Vou além: até mesmo a resposta correta, que associa essa negativa a uma postura de resistência, embora contemple boa parte do que isso significa, parece-me insuficiente. Faz parecer que tudo o que a gente faz com o nosso corpo é e precisa ser político, no sentido de luta prática contra o racismo, quando às vezes a gente está somente tentando suportar a existência na própria pele e, se possível, se amar um pouquinho no meio do caminho.

Para mim e outros tantos, que foram sempre colocados no lugar de “mais feios da sala” e que, muitas vezes, tomaram para si essas narrativas, o cabelo foi o primeiro sinal de amor. Quando o black power cresceu, foi a primeira vez em muito tempo que me olhei no espelho e gostei um pouquinho do que vi. Por mais que isso tenha um sentido social de resistência política, no universo da minha individualidade era muito mais sobre amor do que qualquer outra coisa.

* _TRECHOS DOS DADOS_
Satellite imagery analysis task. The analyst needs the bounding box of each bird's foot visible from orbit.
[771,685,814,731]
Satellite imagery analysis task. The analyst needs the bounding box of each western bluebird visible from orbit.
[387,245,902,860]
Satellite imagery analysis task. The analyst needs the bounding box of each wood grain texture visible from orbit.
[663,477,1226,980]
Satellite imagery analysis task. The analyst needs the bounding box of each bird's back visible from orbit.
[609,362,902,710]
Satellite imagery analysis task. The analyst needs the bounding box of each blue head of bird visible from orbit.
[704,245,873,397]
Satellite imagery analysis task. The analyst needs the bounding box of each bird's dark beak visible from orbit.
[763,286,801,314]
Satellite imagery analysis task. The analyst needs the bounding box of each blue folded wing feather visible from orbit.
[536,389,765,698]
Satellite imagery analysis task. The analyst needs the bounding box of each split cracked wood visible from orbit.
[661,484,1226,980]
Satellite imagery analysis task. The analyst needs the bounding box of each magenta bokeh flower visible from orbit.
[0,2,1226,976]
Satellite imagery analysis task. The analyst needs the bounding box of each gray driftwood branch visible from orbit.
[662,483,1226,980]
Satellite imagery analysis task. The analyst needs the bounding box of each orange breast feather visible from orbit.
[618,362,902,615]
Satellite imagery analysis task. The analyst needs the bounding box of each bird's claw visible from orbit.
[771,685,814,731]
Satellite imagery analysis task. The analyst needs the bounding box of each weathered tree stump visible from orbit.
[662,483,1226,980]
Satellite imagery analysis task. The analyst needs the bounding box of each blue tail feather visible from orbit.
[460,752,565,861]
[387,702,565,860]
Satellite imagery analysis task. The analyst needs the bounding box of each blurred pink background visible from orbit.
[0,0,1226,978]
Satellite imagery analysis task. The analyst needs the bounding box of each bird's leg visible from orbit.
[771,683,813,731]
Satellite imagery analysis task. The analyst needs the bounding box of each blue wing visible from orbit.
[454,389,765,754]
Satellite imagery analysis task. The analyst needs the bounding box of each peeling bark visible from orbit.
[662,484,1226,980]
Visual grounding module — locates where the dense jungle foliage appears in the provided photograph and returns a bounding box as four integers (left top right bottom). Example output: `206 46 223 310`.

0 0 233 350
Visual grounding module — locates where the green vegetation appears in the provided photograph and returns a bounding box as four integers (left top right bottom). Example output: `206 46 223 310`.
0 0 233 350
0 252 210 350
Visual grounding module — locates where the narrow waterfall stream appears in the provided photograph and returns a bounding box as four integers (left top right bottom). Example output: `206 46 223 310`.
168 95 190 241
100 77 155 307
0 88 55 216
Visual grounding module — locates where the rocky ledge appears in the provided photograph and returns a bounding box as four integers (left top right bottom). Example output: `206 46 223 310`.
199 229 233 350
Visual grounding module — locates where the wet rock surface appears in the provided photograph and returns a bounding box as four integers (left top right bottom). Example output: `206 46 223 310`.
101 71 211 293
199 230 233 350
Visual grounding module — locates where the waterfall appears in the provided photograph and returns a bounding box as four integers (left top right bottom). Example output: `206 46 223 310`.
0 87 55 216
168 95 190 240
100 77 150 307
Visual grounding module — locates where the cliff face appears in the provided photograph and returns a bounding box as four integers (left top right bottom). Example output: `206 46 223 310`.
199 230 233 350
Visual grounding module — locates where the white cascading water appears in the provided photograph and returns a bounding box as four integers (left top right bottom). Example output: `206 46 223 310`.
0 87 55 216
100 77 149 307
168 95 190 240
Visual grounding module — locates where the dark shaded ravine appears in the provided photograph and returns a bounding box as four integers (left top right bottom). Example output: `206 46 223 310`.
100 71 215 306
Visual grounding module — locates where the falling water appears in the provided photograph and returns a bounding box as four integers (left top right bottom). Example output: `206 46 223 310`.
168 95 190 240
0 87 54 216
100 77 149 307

* _TAREFA_
Você pode reproduzir, sem alterar nada, tudo o que vai de "Para mim e outros" até "qualquer outra coisa." no trecho citado sobre cabelo e resistência?

* _RESPOSTA FINAL_
Para mim e outros tantos, que foram sempre colocados no lugar de “mais feios da sala” e que, muitas vezes, tomaram para si essas narrativas, o cabelo foi o primeiro sinal de amor. Quando o black power cresceu, foi a primeira vez em muito tempo que me olhei no espelho e gostei um pouquinho do que vi. Por mais que isso tenha um sentido social de resistência política, no universo da minha individualidade era muito mais sobre amor do que qualquer outra coisa.